EXERCISE BRIEF: Where in the data below does the word "woman" appear? Copy each line that holds it.

──────────

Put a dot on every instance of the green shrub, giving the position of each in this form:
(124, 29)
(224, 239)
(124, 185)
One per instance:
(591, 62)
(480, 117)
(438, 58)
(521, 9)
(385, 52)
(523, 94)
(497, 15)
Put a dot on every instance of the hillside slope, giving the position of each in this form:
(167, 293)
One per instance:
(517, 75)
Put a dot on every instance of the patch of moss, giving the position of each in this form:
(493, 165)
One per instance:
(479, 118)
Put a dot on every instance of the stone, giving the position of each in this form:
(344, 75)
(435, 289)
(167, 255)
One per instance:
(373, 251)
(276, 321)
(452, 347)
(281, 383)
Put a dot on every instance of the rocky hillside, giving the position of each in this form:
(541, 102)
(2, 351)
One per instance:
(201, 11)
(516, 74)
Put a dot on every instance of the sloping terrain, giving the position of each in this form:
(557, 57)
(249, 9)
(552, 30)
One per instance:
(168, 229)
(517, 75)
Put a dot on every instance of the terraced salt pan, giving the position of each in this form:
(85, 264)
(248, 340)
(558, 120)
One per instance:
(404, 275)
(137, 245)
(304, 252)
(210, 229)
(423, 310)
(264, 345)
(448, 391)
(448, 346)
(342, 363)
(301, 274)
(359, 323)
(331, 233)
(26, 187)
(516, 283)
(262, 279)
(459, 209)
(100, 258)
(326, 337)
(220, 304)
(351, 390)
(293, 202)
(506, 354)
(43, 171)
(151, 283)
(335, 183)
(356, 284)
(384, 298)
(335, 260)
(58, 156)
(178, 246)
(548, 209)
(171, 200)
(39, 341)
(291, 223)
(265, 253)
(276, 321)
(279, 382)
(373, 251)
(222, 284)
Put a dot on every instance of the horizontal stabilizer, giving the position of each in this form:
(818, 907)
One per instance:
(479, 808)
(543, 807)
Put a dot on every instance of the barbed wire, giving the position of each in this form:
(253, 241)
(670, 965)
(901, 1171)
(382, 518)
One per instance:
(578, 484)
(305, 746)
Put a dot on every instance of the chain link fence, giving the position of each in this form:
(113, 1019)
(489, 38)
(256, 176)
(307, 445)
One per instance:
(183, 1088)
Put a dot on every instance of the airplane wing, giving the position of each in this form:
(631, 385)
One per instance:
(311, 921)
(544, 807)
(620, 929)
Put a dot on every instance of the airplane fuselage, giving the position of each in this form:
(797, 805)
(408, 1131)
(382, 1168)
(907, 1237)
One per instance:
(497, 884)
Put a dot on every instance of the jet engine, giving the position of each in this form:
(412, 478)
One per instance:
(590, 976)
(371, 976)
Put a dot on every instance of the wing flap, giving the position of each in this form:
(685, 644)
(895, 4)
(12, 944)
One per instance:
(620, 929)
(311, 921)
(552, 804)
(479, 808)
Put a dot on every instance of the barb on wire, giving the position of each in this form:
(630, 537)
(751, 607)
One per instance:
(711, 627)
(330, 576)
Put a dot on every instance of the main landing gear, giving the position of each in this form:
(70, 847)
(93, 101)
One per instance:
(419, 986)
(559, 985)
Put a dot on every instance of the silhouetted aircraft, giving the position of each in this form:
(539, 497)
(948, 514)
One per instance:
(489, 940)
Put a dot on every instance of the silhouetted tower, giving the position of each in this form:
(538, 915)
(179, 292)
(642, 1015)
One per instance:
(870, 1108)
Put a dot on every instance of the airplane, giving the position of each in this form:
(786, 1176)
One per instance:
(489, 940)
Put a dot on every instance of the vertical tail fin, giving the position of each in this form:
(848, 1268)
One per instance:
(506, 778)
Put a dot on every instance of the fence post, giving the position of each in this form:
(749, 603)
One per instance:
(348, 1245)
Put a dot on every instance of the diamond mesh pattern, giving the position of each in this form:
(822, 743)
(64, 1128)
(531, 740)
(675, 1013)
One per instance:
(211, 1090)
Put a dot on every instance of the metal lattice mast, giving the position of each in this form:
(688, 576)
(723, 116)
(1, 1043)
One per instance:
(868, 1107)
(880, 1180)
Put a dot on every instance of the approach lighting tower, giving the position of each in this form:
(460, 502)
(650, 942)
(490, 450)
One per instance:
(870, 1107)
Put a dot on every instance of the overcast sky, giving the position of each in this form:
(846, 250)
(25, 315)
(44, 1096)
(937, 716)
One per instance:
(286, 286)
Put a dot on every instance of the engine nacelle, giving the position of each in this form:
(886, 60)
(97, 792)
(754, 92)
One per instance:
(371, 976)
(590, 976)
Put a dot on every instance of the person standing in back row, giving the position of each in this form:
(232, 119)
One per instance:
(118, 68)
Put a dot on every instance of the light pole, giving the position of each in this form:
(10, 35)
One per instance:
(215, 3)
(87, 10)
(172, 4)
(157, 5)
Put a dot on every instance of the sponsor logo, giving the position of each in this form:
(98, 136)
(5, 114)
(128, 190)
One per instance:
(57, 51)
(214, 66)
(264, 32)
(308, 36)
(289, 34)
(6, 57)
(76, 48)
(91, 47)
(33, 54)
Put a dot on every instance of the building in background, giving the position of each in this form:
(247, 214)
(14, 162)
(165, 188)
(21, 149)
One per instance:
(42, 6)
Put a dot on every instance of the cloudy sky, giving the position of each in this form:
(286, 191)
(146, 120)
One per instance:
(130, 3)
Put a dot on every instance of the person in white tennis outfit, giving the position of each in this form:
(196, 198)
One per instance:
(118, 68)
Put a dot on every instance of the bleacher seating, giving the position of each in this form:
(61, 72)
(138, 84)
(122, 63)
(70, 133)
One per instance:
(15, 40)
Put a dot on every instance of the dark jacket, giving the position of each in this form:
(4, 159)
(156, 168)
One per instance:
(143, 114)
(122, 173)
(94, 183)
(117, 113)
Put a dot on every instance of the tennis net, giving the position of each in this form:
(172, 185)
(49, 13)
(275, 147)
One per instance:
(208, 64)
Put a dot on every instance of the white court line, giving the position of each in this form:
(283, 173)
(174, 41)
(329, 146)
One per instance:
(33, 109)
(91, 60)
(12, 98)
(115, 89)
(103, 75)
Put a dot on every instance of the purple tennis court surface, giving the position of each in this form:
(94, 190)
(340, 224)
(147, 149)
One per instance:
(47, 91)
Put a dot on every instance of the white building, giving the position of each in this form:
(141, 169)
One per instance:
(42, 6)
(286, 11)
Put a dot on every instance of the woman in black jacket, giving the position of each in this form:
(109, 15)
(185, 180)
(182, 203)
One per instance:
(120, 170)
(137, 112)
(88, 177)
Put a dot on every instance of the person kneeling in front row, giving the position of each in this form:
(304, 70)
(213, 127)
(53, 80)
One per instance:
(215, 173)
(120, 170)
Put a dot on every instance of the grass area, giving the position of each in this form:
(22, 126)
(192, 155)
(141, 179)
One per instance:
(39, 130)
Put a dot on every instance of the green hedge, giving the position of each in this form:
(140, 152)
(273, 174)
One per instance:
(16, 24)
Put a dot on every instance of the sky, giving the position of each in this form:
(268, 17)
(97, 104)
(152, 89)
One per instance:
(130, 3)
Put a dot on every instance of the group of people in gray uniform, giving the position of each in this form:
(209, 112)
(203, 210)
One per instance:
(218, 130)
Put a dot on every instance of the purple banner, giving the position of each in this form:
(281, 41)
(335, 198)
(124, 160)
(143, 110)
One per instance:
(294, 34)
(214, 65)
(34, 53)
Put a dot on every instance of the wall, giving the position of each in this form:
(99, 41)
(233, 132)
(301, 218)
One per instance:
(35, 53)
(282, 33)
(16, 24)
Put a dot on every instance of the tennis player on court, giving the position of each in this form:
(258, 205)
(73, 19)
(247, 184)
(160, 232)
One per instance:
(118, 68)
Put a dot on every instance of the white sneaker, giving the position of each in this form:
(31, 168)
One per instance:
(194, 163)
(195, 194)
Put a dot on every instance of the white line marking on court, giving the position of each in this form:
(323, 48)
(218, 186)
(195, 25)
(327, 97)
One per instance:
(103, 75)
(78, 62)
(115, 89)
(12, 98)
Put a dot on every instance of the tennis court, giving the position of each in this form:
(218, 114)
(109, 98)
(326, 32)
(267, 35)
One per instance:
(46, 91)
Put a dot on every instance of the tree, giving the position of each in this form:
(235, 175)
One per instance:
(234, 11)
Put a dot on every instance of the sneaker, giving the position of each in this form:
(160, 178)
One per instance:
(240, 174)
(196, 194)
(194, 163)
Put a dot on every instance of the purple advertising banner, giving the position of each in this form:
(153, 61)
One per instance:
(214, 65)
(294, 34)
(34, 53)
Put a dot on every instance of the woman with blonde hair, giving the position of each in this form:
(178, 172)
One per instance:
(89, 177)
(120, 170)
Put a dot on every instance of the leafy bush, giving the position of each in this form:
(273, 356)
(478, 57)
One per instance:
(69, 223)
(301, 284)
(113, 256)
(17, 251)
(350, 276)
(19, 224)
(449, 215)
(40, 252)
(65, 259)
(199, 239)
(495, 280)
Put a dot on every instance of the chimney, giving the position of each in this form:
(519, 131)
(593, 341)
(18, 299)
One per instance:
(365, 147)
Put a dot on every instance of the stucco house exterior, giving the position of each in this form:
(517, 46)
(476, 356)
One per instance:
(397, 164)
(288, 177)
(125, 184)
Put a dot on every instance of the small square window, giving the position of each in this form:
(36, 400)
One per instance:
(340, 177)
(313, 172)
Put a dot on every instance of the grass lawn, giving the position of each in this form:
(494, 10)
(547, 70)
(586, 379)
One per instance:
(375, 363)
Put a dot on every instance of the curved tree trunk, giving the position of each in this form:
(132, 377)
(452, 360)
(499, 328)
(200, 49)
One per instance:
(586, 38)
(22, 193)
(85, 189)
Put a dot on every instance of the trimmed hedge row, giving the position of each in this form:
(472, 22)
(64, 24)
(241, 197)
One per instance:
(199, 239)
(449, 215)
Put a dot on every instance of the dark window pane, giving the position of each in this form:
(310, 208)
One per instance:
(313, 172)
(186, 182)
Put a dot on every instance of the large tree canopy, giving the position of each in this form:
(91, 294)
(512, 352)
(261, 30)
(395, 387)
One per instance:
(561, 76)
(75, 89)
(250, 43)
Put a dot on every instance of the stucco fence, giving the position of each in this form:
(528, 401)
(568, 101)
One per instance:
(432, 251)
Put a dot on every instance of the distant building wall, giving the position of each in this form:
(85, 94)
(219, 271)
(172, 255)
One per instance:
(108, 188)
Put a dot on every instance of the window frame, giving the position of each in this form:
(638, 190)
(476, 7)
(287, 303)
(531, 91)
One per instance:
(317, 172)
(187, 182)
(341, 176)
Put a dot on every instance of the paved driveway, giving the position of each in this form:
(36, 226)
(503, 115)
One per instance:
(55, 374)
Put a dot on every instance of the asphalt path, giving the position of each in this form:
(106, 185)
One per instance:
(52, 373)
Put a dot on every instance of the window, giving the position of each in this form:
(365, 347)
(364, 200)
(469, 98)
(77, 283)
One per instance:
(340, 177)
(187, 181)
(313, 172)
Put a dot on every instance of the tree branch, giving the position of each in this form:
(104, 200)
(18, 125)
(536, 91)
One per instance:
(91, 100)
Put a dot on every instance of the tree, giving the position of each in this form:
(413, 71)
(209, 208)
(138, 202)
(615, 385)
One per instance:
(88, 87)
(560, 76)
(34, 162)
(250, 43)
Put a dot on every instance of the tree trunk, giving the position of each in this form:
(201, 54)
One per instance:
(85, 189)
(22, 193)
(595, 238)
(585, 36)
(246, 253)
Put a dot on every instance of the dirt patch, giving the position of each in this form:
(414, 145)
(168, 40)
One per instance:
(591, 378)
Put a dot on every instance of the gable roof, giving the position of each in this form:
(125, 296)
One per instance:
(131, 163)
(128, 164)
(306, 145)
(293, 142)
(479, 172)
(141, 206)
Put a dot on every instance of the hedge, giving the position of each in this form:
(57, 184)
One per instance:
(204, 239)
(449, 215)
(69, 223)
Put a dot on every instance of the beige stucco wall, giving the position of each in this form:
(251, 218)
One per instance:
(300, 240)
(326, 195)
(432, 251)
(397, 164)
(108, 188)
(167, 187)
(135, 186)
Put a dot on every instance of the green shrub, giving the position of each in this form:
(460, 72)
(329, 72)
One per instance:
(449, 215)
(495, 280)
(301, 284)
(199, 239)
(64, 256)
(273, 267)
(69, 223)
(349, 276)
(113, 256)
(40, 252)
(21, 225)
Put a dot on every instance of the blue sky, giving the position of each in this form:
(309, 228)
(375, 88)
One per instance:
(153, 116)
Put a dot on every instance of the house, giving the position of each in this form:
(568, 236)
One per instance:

──────────

ANSWER FOR THE TASK:
Put a dot on every instance of the woman in black jacket, giving the position of each in this form:
Put a dot on every instance of the woman with blonde hair, giving the position of each in this form:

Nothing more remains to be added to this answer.